Put the stretch from the start of the listing through the line that contains "box: [7, 251, 651, 392]", with both ends included, into a JSON list of strings, one string per line. Leave out any blank lines.
┌────────
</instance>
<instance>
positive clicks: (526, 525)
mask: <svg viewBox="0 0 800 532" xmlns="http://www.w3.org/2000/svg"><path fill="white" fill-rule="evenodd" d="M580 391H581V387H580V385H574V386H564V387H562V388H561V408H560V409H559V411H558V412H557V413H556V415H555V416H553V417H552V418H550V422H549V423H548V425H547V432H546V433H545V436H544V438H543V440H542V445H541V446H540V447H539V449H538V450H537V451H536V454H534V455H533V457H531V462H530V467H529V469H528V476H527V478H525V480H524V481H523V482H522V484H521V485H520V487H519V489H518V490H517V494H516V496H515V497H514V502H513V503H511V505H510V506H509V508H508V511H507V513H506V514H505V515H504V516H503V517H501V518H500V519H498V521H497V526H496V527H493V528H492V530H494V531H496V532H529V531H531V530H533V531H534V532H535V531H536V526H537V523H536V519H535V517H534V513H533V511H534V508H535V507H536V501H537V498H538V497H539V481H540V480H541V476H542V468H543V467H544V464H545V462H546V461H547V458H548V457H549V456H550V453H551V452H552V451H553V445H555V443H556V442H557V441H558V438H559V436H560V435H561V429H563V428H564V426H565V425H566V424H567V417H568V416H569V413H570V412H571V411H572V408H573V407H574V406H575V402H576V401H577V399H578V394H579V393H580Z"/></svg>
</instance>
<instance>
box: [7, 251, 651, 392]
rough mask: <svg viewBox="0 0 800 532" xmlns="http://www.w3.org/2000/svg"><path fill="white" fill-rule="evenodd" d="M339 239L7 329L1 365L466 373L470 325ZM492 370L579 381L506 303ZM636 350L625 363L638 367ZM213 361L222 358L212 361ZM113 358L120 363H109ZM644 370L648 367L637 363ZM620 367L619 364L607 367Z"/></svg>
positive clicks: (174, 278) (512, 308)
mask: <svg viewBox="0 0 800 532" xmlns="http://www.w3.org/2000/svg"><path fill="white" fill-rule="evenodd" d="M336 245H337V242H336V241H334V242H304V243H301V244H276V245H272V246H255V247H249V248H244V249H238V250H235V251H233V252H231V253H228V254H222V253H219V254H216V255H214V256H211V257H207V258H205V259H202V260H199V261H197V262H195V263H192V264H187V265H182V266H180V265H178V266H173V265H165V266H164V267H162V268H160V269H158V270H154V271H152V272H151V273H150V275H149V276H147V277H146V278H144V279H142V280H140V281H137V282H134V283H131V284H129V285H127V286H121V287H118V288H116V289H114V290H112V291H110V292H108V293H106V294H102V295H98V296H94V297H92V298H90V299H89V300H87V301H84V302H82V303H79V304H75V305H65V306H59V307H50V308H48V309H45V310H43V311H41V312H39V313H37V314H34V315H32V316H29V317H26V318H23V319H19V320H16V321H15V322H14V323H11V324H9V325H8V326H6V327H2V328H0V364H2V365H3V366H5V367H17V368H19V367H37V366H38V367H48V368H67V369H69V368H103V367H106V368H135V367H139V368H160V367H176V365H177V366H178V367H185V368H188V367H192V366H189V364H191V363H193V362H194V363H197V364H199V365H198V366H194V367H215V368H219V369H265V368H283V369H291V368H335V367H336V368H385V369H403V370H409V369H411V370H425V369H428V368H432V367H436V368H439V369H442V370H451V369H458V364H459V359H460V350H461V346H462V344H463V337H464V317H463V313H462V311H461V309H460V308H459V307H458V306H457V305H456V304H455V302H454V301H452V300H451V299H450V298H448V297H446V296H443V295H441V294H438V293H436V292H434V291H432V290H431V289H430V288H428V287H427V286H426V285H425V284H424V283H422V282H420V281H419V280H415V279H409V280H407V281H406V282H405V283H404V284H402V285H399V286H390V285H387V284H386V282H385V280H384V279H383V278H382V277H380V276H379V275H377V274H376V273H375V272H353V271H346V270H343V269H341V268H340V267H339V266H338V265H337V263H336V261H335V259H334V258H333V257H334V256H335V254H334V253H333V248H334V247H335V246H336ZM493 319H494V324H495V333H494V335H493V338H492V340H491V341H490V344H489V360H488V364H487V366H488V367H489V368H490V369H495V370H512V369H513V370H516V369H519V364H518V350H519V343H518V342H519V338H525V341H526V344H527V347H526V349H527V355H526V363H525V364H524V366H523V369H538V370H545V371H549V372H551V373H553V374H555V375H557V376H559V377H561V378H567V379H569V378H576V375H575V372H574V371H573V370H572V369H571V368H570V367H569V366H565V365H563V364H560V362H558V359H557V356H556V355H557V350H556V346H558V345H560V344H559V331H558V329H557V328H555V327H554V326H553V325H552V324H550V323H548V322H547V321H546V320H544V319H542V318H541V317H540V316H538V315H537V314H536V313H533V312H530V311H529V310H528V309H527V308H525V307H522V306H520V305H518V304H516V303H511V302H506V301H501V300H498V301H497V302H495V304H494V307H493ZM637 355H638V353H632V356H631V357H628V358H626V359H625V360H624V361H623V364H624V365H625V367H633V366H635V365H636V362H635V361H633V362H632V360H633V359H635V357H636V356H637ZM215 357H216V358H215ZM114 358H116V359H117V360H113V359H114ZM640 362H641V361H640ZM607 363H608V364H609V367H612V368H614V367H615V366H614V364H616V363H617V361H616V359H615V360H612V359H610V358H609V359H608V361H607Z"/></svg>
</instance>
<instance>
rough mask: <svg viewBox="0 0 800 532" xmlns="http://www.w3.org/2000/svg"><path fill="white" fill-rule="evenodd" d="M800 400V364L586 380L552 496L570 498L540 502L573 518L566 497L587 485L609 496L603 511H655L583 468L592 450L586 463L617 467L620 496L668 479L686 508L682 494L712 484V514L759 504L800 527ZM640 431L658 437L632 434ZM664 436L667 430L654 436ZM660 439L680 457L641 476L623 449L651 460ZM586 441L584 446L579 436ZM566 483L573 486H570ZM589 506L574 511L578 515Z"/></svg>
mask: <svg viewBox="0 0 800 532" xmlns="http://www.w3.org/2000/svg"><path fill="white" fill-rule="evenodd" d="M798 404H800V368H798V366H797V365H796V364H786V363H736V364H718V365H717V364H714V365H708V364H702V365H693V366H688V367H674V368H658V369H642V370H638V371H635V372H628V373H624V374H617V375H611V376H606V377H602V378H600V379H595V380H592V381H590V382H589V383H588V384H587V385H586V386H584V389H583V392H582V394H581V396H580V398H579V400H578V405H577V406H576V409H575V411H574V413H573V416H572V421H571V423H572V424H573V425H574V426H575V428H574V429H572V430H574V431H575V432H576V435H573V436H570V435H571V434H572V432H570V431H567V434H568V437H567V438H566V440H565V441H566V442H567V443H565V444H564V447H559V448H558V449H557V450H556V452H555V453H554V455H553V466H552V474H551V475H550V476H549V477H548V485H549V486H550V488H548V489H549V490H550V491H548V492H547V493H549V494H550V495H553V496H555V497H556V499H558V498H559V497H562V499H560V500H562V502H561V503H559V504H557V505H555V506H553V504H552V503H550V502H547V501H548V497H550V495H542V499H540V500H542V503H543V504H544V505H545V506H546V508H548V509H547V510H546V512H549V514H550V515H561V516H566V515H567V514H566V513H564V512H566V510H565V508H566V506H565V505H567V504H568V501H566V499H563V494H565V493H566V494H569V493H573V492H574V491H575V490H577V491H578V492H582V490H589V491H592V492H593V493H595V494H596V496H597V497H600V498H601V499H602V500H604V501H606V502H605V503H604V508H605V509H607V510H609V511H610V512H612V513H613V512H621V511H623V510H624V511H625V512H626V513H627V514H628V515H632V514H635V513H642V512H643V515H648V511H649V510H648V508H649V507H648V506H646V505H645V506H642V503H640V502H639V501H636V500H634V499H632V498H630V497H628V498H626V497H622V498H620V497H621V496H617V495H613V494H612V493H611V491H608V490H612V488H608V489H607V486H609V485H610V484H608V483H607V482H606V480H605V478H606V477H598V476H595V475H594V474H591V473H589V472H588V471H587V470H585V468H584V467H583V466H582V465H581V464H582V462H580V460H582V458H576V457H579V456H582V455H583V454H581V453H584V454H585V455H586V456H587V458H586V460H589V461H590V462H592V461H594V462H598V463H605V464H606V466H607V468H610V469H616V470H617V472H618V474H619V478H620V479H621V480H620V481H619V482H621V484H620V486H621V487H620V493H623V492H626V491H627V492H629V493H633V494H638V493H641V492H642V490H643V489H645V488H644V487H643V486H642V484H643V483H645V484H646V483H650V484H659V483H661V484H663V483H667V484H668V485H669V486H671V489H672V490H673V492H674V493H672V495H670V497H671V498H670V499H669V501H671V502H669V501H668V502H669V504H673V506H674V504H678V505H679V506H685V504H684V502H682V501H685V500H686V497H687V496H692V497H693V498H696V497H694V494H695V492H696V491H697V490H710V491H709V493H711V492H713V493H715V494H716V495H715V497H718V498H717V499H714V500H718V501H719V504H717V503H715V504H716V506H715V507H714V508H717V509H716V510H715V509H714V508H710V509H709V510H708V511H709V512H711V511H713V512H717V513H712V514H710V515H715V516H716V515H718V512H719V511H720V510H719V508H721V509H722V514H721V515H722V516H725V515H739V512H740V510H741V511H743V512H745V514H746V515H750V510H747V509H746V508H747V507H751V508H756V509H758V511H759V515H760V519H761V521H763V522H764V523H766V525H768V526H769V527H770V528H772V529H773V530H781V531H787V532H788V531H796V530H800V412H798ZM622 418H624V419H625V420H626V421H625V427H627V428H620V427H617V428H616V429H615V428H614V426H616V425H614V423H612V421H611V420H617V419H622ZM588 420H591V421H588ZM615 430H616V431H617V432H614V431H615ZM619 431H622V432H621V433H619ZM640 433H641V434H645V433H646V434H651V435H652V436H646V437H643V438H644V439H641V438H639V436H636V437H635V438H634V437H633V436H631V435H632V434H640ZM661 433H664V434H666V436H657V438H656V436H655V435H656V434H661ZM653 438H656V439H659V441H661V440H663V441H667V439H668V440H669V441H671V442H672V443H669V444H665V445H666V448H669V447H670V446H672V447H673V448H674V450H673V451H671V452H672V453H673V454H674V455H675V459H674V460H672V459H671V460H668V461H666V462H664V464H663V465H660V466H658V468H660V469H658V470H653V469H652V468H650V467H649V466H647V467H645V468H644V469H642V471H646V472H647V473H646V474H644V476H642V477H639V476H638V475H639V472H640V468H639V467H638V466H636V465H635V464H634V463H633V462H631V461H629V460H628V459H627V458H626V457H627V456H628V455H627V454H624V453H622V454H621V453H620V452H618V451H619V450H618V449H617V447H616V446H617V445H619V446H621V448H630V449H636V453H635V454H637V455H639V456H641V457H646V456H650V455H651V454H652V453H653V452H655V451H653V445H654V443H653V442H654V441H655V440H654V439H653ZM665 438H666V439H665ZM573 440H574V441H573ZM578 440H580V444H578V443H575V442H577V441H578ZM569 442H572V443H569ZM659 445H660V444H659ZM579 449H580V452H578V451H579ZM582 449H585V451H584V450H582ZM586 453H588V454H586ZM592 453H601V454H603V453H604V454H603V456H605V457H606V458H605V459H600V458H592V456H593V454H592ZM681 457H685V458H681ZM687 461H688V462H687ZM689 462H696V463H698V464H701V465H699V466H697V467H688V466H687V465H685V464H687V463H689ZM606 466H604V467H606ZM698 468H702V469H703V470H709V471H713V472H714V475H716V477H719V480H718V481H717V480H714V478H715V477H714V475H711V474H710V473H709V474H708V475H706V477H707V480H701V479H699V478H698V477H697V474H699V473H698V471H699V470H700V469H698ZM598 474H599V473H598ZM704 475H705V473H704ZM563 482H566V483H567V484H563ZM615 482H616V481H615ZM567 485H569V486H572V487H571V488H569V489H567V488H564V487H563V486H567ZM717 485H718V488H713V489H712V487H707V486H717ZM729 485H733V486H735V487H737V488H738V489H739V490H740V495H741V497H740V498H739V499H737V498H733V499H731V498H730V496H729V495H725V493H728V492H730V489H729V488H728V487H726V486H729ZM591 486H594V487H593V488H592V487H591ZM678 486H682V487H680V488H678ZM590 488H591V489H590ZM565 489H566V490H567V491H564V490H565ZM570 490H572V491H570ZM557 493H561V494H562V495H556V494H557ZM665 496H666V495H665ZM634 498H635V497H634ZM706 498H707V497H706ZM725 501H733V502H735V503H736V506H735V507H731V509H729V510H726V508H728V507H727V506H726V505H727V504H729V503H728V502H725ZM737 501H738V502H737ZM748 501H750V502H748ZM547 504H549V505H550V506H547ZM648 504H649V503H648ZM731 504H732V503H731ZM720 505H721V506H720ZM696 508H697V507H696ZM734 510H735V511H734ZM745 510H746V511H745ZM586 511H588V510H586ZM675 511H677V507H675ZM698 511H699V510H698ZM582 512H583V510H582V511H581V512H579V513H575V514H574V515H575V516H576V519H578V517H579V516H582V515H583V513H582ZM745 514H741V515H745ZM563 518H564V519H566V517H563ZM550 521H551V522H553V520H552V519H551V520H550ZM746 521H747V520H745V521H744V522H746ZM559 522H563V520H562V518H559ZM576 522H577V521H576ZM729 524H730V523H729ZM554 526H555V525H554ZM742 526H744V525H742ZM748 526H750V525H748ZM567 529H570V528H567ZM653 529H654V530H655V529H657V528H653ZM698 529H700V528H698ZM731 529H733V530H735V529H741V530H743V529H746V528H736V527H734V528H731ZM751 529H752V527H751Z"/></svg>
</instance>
└────────
**PROBLEM SOLUTION**
[
  "</instance>",
  "<instance>",
  "positive clicks: (526, 525)",
  "mask: <svg viewBox=\"0 0 800 532\" xmlns=\"http://www.w3.org/2000/svg\"><path fill=\"white\" fill-rule=\"evenodd\" d=\"M580 391H581V387H580V385H574V386H564V387H562V388H561V408H560V409H559V411H558V412H557V413H556V415H555V416H553V417H552V418H550V422H549V423H548V425H547V432H546V433H545V436H544V438H543V440H542V445H541V446H540V447H539V449H538V450H537V451H536V454H534V455H533V457H531V462H530V467H529V469H528V476H527V478H525V480H524V481H523V482H522V484H521V485H520V487H519V489H518V490H517V494H516V496H515V497H514V502H513V503H511V505H510V506H509V508H508V511H507V513H506V514H505V515H504V516H503V517H501V518H500V519H498V521H497V526H496V527H493V528H492V530H494V531H496V532H529V531H531V530H533V531H534V532H535V531H536V526H537V523H536V519H535V517H534V513H533V511H534V508H535V507H536V501H537V498H538V497H539V481H540V480H541V476H542V468H543V467H544V464H545V462H546V461H547V458H548V457H549V456H550V453H551V452H552V451H553V445H555V443H556V442H557V441H558V438H559V436H560V435H561V429H563V428H564V426H565V425H566V424H567V417H568V416H569V413H570V412H571V411H572V408H573V407H574V406H575V402H576V401H577V399H578V394H579V393H580Z\"/></svg>",
  "</instance>",
  "<instance>",
  "box: [7, 251, 651, 392]"
]